## Work required:
Give back exactly the lines running from the line with "If you could point to the grey" to the end of the entries, and only those lines.

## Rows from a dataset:

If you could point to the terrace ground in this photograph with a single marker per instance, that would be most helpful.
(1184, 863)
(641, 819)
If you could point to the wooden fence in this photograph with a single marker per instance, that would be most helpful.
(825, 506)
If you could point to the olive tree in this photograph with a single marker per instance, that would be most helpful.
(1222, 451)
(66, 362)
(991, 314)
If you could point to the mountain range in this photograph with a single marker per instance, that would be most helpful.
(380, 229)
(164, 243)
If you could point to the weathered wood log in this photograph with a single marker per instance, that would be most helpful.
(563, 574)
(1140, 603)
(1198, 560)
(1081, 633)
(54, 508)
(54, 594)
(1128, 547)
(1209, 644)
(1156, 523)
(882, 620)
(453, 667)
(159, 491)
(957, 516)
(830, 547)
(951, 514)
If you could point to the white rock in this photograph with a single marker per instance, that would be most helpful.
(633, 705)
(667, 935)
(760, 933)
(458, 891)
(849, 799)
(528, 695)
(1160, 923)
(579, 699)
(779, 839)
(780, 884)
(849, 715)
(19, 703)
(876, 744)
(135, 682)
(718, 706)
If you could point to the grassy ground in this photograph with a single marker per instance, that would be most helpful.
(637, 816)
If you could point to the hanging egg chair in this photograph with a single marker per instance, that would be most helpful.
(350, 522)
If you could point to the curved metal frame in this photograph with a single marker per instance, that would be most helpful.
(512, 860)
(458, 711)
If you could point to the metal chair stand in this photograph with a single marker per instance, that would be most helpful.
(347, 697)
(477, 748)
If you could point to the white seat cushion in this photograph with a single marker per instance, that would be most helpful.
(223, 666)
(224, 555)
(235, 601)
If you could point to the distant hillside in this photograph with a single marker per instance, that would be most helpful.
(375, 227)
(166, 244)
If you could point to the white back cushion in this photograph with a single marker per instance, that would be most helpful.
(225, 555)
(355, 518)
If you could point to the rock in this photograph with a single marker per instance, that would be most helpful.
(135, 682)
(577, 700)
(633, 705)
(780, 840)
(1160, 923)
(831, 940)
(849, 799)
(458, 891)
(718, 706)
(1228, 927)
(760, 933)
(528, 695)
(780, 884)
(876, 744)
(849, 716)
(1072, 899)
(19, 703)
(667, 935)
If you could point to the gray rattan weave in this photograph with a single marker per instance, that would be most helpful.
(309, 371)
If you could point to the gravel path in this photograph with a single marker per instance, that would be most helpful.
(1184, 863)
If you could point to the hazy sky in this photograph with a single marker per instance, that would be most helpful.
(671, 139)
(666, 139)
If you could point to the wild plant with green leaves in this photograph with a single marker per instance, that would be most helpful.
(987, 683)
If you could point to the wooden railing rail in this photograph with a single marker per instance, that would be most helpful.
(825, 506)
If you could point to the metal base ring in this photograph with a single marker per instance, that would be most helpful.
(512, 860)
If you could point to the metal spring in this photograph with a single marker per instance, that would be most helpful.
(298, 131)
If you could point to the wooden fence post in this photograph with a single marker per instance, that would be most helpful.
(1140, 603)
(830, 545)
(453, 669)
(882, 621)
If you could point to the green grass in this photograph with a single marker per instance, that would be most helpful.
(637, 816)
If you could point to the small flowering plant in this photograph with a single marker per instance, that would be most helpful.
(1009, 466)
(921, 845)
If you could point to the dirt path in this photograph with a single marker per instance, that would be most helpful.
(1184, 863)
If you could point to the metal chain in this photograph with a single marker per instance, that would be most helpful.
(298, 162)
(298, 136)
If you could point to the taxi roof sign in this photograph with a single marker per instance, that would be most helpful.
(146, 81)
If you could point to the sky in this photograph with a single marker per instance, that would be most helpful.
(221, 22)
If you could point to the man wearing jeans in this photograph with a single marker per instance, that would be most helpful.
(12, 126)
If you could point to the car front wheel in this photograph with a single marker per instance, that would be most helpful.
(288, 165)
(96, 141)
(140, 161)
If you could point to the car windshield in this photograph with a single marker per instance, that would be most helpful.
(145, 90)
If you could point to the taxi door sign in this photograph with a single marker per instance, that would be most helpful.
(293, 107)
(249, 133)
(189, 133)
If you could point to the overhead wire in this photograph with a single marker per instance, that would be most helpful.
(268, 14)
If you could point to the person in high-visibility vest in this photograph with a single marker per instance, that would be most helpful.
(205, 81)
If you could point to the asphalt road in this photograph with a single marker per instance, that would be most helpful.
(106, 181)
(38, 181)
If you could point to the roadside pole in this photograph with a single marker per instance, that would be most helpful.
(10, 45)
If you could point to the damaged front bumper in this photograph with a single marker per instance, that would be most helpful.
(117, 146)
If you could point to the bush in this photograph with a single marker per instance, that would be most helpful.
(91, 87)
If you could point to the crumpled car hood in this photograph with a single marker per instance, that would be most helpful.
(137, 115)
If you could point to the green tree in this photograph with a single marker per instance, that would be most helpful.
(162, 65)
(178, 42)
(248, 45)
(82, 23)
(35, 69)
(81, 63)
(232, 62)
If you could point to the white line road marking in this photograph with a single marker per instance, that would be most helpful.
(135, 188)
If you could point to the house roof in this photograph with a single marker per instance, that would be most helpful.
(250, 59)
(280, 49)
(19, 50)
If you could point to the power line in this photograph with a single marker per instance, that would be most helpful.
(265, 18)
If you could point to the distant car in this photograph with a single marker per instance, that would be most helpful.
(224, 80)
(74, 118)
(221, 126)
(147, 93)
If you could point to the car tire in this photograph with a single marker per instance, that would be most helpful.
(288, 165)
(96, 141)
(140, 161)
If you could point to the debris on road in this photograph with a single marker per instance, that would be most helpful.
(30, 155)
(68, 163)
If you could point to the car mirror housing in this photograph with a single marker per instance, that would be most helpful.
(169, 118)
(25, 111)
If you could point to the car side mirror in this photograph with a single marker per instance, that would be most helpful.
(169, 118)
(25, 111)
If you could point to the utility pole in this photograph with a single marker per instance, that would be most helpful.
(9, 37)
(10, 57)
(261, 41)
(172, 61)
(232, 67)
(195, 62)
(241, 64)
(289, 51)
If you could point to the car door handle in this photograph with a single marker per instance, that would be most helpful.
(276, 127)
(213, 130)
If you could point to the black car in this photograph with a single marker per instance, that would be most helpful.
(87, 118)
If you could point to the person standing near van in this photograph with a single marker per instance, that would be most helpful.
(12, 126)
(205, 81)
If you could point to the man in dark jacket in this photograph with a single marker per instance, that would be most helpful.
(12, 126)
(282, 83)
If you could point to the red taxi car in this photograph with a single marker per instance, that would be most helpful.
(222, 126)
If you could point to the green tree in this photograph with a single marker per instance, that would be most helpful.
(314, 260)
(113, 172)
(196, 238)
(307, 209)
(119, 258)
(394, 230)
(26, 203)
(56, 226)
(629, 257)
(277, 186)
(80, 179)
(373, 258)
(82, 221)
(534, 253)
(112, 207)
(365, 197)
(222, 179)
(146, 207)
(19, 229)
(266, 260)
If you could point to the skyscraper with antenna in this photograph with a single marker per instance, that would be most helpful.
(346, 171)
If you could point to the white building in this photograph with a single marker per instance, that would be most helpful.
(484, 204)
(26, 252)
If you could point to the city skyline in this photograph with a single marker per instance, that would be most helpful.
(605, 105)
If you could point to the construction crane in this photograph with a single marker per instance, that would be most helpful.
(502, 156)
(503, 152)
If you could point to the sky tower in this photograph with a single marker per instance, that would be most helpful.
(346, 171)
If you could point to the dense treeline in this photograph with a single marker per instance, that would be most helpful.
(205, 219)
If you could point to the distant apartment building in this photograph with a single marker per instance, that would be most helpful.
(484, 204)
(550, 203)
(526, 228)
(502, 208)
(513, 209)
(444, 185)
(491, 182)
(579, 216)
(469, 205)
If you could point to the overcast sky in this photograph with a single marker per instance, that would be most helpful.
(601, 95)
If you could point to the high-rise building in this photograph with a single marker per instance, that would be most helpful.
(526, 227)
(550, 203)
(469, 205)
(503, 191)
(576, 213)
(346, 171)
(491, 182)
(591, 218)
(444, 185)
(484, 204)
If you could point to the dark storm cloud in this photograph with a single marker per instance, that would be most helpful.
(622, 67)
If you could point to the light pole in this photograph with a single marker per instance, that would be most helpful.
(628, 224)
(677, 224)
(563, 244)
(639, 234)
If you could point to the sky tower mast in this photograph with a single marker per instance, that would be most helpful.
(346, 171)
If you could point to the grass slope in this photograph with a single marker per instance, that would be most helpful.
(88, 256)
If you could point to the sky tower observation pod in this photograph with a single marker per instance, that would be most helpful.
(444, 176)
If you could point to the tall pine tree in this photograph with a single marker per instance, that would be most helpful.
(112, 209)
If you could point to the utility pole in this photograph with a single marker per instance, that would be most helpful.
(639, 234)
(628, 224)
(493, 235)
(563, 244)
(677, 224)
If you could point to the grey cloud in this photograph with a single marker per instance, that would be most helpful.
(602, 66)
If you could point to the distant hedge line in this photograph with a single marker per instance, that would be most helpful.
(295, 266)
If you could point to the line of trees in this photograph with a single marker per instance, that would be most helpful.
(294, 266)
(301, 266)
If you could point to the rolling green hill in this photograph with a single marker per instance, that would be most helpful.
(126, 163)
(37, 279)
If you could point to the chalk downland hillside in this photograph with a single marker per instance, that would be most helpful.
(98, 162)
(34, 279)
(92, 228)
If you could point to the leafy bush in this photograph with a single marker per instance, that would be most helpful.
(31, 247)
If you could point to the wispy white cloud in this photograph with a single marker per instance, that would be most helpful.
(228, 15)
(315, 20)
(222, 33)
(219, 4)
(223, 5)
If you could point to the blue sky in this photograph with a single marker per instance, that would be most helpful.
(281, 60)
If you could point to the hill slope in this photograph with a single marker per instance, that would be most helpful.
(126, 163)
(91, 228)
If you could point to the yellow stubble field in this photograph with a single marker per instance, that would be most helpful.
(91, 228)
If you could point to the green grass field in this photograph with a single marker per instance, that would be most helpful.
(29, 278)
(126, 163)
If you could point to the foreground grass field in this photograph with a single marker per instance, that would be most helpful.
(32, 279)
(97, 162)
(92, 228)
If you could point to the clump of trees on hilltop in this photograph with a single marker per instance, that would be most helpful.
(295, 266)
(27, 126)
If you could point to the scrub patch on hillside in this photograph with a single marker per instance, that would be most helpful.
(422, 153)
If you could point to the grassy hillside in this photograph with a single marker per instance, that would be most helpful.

## Result:
If you could point to the grey cloud in this photograph with a single marker per instance, that would be most helpful.
(602, 66)
If you could point to the distant hedge line in this photograph with a single marker per instance, that would be most helpful.
(295, 266)
If you could point to the line of trees in this photograph with a single marker per instance, that would be most helpful.
(294, 266)
(301, 266)
If you could point to the rolling green hill in this photograph with a single marker per instance, that would be most helpful.
(126, 163)
(37, 279)
If you could point to the chalk downland hillside in this photograph with a single marker per instance, that would be most helpful.
(98, 162)
(34, 279)
(92, 228)
If you could point to the leafy bush in this photograph with a single marker per instance, that would be most helpful.
(31, 247)
If you could point to the wispy white cloud in this photograph with a single marker per instance, that would be most helpful.
(228, 15)
(315, 20)
(222, 33)
(219, 4)
(223, 5)
If you could point to the blue sky in this photograph with a single marker per instance, that would be most helpful.
(281, 60)
If you could point to the hill slope in this photograph with a single marker per instance, that would be most helpful.
(126, 163)
(91, 228)
If you could point to the yellow stubble field in this photograph with a single marker per instance, that would be most helpful.
(91, 228)
If you could point to the green grass field in this photograph with a single marker per instance, that would be most helpful.
(29, 278)
(126, 163)
If you could point to the foreground grass field in this photograph with a single marker per instance, that would be most helpful.
(32, 279)
(97, 162)
(92, 228)
If you could point to the clump of trees on hilltop in this photograph with a single marker per instance, that would be most helpful.
(295, 266)
(27, 126)
If you could point to the scrub patch on hillside in this photograph with a single marker per instance, that would be most helpful.
(422, 153)
If you could point to the grassy hillside in this photograph with a single marker per instance, that would be most helpful.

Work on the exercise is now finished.